• [PROBLEM DETAILS]: From the line that contains "Indicate the side" to the last line of the data, every line is to be transcribed exactly; no other line is to be included.

[GIVEN RECORDS Boundary: Start]

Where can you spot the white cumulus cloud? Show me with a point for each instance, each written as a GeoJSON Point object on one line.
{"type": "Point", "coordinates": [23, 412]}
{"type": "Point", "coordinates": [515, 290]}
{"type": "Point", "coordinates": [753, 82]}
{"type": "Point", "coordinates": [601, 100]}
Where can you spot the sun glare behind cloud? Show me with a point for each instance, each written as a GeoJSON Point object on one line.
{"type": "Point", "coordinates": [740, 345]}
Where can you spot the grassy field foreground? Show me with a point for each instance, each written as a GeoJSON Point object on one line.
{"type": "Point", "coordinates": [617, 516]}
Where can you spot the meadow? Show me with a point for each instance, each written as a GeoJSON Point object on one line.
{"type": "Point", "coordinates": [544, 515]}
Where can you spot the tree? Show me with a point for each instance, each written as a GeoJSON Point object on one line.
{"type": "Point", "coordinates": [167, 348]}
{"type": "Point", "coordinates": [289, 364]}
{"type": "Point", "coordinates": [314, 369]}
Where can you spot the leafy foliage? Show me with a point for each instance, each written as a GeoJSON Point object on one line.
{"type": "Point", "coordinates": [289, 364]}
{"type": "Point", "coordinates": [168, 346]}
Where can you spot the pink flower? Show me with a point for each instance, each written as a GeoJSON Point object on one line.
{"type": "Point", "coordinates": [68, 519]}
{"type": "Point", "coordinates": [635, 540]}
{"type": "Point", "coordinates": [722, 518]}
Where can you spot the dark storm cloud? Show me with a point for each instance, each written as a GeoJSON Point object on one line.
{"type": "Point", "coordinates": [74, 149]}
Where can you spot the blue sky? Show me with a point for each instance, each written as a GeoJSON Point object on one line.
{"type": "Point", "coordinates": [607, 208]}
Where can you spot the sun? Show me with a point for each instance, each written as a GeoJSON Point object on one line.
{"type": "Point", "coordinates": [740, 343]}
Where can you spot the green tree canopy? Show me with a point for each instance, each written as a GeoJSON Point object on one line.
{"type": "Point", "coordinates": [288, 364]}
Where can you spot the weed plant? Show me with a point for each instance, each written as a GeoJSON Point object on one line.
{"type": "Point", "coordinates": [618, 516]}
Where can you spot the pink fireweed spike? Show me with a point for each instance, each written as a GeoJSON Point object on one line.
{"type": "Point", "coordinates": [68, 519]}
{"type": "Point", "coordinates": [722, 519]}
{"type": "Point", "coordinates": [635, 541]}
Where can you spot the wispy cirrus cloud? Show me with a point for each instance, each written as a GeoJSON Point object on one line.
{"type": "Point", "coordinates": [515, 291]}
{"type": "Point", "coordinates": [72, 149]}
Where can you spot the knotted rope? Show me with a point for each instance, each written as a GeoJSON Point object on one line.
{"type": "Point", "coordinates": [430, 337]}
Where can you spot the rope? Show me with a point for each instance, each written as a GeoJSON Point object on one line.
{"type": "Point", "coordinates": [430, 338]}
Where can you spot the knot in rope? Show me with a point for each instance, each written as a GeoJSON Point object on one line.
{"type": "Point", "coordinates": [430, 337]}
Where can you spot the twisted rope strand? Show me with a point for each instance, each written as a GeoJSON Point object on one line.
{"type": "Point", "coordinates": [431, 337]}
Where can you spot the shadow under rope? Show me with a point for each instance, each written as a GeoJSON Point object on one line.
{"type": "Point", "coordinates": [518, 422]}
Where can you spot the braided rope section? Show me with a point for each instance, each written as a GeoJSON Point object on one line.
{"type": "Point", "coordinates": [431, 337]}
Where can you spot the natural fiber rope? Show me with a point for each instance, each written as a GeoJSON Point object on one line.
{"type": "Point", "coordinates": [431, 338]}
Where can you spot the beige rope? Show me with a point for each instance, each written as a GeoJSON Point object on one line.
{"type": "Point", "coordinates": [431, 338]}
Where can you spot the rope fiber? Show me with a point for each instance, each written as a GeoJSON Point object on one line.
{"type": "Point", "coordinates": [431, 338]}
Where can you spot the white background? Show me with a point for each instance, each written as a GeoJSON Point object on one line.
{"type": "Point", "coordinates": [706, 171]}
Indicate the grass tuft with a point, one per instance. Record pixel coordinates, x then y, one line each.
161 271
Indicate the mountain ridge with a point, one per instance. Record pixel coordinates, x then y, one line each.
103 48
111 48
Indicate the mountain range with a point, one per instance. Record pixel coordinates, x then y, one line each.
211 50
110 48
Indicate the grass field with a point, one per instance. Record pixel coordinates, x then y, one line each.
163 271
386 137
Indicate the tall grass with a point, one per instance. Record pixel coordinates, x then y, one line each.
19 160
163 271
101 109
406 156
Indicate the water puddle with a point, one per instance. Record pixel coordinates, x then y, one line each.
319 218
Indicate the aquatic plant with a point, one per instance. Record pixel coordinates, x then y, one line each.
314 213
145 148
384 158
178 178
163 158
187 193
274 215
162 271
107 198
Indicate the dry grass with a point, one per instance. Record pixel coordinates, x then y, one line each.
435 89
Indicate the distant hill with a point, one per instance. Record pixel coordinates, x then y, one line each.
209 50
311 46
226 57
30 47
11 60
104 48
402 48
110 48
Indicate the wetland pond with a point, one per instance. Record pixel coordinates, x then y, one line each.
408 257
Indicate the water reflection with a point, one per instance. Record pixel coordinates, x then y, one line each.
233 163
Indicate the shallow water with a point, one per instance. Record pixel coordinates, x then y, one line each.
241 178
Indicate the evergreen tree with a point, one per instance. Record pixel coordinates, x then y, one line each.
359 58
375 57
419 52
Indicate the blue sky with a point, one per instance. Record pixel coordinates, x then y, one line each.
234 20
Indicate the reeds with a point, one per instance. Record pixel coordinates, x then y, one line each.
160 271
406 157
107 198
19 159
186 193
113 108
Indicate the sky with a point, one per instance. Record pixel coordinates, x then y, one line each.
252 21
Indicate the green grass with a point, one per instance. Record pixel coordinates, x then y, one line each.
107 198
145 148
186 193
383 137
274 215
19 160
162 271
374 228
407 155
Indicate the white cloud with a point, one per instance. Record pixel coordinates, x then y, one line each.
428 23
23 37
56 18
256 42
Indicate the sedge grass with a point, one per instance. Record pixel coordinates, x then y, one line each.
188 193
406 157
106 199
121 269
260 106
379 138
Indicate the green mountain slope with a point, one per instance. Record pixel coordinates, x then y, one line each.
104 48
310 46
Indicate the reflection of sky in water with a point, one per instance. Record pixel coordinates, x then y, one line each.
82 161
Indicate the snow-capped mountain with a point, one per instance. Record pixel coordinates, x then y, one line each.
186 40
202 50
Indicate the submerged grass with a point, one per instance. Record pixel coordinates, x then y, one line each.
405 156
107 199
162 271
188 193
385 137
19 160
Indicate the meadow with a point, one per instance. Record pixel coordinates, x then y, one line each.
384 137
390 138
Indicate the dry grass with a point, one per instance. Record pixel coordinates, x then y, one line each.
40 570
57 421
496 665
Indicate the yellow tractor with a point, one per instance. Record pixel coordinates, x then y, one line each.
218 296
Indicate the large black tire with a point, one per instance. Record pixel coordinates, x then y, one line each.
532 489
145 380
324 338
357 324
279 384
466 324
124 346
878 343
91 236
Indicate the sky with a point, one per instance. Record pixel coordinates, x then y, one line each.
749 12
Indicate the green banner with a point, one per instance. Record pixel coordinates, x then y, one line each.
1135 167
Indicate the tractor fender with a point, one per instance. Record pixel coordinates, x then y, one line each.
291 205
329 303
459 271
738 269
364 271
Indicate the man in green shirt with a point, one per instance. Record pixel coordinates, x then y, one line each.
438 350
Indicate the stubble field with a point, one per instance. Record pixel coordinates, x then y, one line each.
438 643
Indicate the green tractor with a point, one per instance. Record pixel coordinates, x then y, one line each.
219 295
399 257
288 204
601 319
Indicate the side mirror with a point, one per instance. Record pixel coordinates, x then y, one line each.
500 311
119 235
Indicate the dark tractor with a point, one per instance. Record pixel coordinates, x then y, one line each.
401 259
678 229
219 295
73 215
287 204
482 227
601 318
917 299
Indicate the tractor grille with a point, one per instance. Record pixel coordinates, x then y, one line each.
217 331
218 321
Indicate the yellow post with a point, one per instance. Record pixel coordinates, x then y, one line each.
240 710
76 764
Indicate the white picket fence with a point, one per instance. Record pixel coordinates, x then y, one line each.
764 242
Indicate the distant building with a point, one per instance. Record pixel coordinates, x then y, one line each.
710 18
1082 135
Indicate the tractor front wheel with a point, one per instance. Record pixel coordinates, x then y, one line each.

[GIVEN RECORDS Boundary: End]

• [EXERCISE SOLUTION]:
Indicate the side mirror with a point, one per instance. Record pixel coordinates, x then y, one line each.
500 311
119 235
Indicate the dark tractor with a point, one per instance. Record pixel coordinates, x then y, one line each.
401 259
678 229
219 295
73 215
287 204
482 227
601 318
917 299
Indicate the tractor grille with a point, one per instance. Record pixel coordinates, x then y, one line each.
217 331
218 321
Indicate the yellow post with a point, one per instance. Record pixel coordinates, x then y, one line each.
240 710
76 764
Indicate the white picket fence with a point, one per instance. Record pixel coordinates, x then y, one line each.
764 242
Indicate the distant building with a point, one per instance. Record pixel coordinates, x then y, one line each.
710 18
1082 135
Indicate the tractor front wheel with a point, one per instance. Record pixel coordinates, x then y, one line each.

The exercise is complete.